* _Objective_: Pick out every line of the data below that contains the word "metal", treating case as significant, and copy each such line.

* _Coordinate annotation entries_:
-- start --
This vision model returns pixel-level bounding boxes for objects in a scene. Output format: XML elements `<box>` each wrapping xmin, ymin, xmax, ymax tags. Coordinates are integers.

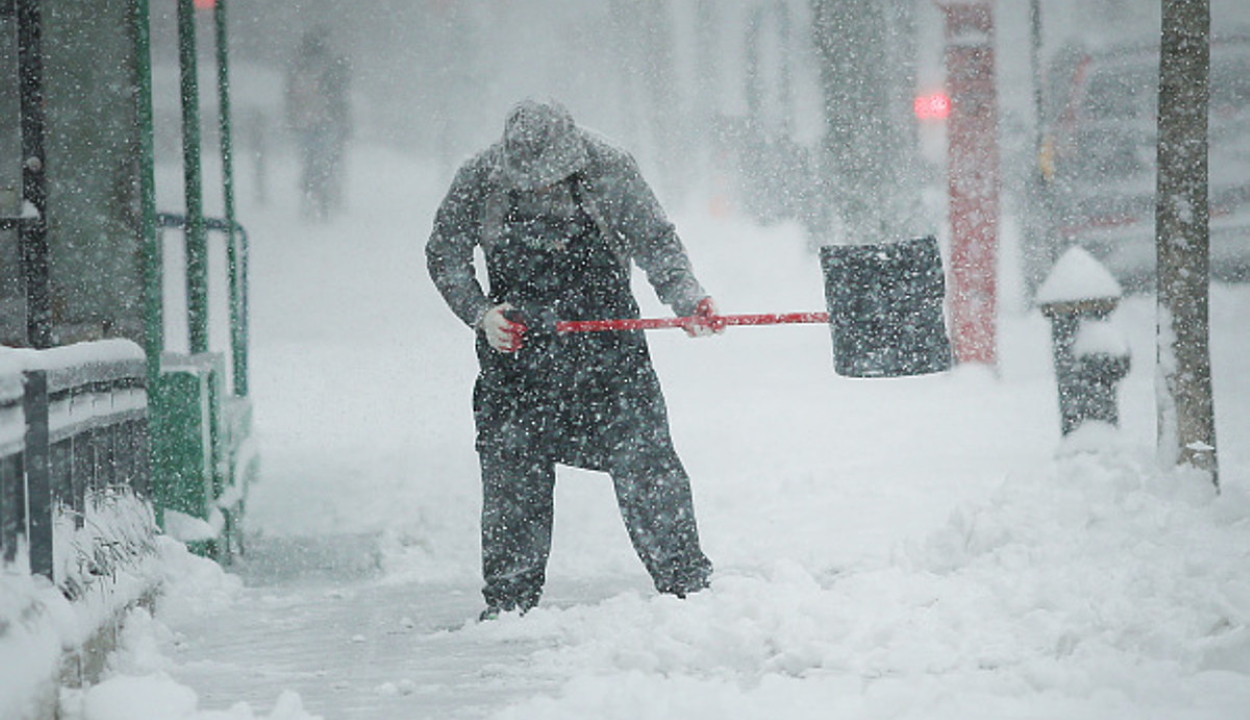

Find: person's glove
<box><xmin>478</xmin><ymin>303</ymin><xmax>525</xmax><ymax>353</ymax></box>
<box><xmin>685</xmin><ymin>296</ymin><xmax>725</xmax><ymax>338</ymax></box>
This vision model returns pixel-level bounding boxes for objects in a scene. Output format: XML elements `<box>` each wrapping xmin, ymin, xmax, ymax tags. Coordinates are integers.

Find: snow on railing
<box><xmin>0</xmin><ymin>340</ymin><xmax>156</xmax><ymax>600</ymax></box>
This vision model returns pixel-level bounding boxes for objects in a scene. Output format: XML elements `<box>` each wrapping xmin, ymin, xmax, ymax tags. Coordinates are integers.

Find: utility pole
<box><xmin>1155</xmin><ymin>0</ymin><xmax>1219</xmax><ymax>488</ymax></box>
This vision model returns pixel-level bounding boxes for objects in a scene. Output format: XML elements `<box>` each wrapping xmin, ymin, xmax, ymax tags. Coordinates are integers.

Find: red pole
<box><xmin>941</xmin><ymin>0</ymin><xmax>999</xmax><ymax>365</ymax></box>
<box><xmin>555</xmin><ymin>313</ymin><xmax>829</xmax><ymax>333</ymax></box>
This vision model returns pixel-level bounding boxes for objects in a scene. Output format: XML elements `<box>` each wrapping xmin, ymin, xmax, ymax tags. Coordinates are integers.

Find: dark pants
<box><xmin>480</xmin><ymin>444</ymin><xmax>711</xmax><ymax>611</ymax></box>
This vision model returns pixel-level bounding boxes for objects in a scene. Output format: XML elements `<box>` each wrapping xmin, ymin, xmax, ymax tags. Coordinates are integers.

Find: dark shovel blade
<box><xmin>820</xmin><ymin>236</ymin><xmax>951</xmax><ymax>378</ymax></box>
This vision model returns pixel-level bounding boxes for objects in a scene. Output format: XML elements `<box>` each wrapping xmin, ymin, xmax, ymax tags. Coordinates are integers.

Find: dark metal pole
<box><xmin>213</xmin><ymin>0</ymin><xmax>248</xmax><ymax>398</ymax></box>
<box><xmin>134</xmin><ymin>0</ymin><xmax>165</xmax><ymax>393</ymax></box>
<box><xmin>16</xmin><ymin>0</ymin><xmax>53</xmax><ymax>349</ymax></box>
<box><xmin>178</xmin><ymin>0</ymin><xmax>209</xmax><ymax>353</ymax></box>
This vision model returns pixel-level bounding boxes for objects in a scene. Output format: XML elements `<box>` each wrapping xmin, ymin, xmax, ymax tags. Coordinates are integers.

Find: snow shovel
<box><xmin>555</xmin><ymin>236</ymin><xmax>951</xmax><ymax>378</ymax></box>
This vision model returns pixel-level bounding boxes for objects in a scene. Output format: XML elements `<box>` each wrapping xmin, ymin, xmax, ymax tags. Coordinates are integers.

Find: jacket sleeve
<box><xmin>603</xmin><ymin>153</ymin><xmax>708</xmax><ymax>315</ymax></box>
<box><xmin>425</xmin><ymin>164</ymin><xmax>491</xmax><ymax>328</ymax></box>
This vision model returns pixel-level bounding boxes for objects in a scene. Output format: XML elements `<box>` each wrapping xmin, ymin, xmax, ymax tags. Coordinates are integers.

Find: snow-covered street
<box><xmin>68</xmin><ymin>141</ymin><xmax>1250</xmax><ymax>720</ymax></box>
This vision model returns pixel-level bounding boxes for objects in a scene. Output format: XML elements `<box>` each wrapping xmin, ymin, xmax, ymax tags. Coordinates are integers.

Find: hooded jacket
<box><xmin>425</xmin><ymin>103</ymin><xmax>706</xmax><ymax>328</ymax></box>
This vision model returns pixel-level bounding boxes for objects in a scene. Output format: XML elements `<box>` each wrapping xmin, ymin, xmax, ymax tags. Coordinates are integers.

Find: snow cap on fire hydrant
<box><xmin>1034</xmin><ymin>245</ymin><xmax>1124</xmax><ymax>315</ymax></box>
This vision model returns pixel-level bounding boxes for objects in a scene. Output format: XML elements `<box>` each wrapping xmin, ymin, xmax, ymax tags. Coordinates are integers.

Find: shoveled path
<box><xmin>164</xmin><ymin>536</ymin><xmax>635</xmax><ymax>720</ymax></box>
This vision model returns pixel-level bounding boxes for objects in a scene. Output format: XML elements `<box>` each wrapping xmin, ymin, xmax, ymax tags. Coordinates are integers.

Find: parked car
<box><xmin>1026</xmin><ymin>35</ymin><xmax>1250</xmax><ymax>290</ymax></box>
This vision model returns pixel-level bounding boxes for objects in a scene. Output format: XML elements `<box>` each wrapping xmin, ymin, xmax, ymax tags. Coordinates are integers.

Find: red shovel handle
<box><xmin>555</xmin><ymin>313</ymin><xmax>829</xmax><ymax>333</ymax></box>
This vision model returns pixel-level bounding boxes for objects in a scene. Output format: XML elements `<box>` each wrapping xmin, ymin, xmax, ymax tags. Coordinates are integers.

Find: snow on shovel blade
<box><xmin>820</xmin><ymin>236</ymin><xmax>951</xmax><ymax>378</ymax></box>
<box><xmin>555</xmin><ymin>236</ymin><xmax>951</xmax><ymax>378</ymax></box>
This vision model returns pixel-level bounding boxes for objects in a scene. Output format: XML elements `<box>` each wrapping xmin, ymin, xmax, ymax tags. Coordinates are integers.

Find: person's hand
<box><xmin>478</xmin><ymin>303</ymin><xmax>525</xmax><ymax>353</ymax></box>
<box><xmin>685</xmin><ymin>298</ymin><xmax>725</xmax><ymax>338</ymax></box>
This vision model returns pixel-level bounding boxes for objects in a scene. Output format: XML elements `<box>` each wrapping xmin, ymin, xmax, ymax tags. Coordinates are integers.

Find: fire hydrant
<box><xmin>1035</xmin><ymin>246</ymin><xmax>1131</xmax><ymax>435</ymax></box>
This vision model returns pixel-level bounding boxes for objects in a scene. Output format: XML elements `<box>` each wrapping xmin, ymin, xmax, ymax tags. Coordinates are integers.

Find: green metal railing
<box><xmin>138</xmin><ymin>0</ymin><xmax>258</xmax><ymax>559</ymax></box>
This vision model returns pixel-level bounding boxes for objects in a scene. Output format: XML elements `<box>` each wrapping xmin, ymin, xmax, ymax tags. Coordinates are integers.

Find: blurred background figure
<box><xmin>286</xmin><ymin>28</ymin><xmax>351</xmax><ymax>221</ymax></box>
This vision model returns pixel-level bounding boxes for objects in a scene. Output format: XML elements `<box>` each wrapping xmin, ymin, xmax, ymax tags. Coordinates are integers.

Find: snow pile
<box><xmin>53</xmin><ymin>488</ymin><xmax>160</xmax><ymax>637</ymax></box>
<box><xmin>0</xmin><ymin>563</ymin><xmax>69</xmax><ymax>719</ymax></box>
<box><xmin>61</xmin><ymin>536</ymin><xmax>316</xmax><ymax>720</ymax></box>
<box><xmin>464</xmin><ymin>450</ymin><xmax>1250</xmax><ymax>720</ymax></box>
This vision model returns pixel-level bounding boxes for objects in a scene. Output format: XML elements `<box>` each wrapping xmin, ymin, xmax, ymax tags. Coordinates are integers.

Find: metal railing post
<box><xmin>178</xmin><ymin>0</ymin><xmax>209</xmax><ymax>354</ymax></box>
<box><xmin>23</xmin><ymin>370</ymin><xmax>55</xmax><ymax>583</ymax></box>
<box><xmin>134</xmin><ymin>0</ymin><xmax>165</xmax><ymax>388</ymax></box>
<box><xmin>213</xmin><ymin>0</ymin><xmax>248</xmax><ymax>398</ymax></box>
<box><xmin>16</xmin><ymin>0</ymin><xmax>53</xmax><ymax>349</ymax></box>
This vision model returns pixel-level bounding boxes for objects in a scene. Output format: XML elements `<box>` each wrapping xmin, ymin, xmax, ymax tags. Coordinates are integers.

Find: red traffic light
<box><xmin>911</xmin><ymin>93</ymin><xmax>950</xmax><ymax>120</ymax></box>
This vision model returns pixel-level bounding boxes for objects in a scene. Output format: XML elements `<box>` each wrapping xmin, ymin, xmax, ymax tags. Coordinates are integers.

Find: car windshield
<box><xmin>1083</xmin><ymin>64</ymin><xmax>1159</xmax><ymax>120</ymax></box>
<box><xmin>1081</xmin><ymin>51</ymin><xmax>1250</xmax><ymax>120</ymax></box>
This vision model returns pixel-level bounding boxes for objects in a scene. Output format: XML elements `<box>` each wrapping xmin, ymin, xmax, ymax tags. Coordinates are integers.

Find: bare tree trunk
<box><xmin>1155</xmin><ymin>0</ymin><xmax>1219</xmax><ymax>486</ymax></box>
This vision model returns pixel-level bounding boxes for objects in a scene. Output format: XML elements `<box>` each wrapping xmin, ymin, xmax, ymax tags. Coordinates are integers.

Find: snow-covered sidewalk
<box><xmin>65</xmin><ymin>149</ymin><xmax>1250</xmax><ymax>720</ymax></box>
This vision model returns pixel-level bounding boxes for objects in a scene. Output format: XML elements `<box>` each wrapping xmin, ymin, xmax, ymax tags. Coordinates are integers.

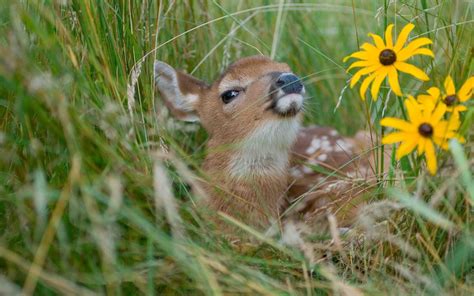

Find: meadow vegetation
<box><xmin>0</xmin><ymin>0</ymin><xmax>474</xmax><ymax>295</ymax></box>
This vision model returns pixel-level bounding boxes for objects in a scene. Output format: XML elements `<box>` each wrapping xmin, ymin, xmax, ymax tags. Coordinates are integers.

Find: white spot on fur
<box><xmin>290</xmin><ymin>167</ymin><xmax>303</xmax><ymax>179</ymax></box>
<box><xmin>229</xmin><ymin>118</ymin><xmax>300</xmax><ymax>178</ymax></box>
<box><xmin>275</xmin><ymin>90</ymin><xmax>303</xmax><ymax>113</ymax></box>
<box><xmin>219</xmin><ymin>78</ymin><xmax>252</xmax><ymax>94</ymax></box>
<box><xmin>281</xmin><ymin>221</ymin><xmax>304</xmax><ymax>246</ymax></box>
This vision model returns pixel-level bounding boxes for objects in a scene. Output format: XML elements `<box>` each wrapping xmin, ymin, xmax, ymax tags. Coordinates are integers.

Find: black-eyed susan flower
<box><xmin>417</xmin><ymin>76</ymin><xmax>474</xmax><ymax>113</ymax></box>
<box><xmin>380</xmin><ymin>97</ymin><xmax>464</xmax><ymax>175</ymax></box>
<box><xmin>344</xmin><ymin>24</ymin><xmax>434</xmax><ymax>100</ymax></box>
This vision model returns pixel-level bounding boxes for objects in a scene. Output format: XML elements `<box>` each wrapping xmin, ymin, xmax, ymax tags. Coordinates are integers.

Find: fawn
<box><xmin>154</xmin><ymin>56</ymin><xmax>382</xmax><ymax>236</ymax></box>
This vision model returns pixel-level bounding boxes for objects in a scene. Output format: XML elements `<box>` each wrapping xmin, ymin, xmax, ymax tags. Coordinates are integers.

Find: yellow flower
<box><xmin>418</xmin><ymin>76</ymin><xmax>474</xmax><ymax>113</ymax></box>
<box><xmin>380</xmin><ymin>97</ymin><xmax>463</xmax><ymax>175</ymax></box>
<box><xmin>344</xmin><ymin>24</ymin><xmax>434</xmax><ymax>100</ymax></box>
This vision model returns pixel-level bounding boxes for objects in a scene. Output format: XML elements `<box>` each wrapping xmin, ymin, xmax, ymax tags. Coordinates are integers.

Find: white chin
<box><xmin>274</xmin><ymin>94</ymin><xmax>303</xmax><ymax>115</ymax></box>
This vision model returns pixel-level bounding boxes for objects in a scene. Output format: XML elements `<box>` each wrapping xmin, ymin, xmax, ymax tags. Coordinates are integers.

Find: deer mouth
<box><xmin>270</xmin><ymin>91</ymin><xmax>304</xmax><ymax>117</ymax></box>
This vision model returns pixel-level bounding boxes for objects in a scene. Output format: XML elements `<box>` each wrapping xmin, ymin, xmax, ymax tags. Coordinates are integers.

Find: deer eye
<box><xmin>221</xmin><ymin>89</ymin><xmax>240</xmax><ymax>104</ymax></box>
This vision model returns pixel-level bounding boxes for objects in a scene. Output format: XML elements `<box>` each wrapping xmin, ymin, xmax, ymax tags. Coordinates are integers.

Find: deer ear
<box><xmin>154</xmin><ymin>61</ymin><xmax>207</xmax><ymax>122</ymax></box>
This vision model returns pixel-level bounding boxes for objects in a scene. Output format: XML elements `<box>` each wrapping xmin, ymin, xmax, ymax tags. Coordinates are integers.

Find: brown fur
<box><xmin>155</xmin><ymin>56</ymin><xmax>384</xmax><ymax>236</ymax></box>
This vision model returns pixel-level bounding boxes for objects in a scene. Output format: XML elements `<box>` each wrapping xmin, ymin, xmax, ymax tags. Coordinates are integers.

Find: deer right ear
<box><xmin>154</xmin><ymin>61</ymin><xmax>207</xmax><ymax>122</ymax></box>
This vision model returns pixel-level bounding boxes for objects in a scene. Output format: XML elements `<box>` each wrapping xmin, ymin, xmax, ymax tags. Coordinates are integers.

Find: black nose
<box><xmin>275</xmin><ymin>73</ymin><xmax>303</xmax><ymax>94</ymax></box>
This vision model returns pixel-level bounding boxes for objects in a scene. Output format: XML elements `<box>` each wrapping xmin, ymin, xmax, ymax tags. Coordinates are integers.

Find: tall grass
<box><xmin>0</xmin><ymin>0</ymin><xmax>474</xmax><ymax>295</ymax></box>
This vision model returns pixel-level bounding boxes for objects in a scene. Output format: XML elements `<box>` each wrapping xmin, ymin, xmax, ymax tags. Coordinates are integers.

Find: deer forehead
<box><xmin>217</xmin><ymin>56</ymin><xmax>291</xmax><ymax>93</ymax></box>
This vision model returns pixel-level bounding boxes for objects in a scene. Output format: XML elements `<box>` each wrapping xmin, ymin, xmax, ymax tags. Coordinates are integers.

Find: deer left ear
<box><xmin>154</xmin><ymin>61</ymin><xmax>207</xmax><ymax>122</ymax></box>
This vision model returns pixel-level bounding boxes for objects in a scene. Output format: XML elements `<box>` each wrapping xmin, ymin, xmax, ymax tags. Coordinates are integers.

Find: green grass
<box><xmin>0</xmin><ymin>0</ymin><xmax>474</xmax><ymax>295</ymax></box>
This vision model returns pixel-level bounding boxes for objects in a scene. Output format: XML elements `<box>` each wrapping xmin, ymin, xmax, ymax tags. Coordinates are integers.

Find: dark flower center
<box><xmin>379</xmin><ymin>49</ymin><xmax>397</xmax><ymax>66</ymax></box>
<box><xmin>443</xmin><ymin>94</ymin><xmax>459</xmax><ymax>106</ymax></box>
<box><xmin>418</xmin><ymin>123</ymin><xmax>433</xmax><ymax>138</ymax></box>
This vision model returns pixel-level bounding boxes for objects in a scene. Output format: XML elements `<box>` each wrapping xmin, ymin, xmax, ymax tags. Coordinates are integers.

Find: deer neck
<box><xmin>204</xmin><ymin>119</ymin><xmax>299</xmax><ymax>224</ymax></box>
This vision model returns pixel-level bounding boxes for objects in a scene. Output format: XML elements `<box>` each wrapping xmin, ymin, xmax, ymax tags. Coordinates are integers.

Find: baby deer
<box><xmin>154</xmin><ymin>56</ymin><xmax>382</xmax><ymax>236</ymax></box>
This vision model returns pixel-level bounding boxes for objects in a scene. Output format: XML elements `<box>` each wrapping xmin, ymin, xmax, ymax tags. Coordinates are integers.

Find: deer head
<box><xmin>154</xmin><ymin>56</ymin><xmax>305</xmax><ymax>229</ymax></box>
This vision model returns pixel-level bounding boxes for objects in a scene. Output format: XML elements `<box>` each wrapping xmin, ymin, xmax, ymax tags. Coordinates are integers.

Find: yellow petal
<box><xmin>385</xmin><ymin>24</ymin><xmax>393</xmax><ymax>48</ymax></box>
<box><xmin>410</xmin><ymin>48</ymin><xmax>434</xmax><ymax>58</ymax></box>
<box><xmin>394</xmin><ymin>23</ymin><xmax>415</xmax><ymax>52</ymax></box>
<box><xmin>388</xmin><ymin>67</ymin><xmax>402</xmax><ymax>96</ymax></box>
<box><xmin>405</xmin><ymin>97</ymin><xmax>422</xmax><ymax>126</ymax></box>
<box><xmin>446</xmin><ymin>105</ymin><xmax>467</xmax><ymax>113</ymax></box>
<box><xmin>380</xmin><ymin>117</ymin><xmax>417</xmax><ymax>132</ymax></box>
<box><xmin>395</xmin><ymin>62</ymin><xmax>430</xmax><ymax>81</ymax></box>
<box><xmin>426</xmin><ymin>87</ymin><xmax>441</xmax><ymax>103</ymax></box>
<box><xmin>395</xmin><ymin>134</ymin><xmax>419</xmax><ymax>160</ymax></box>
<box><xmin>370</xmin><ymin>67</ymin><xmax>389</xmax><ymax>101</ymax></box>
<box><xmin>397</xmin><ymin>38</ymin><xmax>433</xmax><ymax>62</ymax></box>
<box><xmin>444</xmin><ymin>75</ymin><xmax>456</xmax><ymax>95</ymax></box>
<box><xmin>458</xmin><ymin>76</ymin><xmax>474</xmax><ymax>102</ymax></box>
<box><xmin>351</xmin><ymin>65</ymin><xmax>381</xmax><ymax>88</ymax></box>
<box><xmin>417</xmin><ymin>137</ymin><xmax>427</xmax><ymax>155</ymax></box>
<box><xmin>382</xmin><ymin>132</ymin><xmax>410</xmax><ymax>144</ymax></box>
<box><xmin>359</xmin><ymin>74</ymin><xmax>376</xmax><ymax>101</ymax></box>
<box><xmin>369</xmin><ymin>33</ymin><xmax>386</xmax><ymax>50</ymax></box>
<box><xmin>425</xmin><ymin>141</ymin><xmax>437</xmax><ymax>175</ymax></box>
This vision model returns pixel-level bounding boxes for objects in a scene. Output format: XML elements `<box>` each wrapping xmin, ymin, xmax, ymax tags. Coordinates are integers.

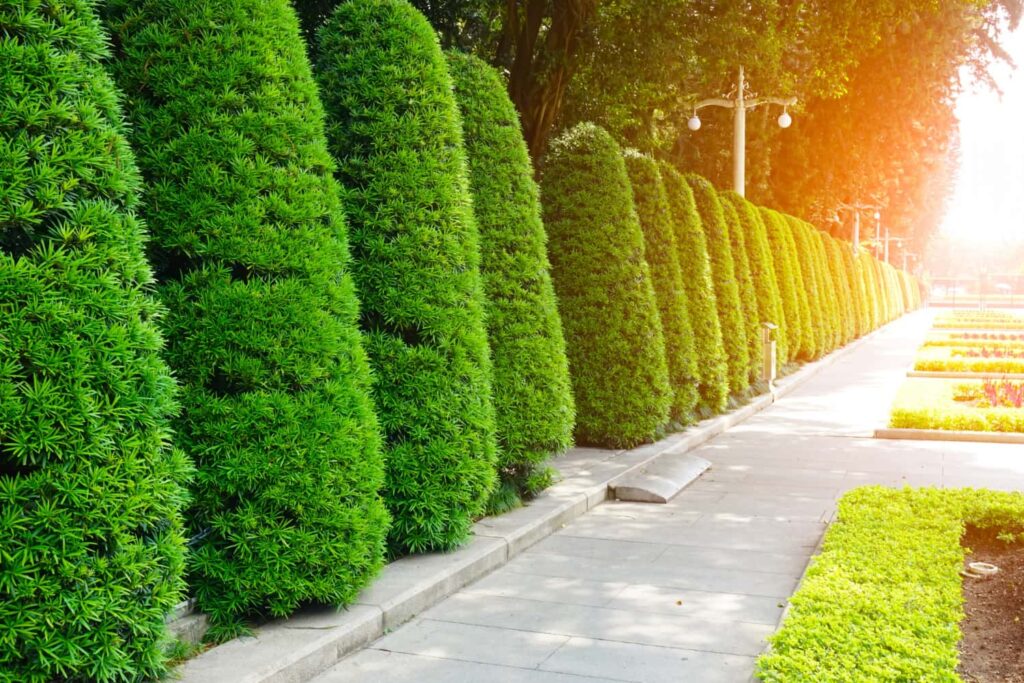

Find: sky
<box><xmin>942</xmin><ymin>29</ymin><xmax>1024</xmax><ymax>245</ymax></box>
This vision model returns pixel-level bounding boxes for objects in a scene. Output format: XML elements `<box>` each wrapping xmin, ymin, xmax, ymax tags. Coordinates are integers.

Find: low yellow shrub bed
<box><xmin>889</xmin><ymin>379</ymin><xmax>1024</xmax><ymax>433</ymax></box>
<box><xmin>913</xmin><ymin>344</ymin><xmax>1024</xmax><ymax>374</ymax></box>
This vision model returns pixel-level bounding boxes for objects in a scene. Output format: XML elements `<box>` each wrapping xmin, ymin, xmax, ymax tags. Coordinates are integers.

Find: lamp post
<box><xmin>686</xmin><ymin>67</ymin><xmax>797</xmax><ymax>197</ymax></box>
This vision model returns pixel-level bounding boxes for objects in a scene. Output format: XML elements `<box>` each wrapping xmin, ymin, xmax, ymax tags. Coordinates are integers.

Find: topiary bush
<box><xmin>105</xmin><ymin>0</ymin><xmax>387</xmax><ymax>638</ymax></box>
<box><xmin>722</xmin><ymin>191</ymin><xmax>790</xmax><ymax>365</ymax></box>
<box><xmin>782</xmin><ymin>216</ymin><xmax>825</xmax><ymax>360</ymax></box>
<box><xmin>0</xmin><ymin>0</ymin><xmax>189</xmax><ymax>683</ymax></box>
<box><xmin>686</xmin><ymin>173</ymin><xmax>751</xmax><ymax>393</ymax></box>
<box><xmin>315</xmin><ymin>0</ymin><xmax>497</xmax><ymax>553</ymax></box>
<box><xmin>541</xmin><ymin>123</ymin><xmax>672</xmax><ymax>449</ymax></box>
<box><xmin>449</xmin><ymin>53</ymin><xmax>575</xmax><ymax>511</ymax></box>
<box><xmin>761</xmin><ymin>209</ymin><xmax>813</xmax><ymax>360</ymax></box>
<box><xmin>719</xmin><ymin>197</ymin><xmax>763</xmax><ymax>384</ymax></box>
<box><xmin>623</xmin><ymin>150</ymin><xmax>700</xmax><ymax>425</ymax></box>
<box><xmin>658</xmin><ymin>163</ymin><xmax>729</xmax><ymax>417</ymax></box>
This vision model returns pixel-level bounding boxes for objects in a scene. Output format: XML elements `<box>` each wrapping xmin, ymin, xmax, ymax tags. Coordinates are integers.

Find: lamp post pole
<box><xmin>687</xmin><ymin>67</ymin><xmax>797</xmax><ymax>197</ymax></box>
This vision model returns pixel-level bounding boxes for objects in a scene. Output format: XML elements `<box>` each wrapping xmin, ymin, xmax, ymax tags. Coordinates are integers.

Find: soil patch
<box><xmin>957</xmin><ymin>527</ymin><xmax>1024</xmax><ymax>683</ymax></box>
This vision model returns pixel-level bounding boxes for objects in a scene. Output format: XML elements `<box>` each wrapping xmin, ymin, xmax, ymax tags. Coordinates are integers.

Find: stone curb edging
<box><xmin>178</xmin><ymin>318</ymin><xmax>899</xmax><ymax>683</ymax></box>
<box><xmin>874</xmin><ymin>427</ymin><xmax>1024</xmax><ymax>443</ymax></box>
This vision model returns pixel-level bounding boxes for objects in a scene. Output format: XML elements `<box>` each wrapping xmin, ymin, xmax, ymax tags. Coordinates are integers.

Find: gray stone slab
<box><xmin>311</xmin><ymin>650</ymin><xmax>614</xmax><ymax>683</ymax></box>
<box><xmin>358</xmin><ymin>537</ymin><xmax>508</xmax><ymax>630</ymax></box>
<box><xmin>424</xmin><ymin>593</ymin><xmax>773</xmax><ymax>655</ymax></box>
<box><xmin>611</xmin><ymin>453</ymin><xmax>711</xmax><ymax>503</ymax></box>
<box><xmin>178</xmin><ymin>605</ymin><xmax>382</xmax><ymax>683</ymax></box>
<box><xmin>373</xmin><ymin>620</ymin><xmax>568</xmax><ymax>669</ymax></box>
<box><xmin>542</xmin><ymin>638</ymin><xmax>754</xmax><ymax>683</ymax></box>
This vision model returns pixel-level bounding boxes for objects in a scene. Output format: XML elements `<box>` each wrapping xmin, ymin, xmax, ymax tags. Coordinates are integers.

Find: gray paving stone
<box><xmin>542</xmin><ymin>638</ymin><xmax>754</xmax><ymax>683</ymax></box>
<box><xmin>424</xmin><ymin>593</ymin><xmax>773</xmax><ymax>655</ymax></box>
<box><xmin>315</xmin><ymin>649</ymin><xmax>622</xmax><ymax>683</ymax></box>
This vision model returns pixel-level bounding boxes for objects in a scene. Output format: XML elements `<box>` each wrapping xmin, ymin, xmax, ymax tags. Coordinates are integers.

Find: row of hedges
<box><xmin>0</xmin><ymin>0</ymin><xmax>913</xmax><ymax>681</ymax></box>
-- end --
* _Expected output_:
Find: dark metal pole
Find: green metal railing
Find: metal railing post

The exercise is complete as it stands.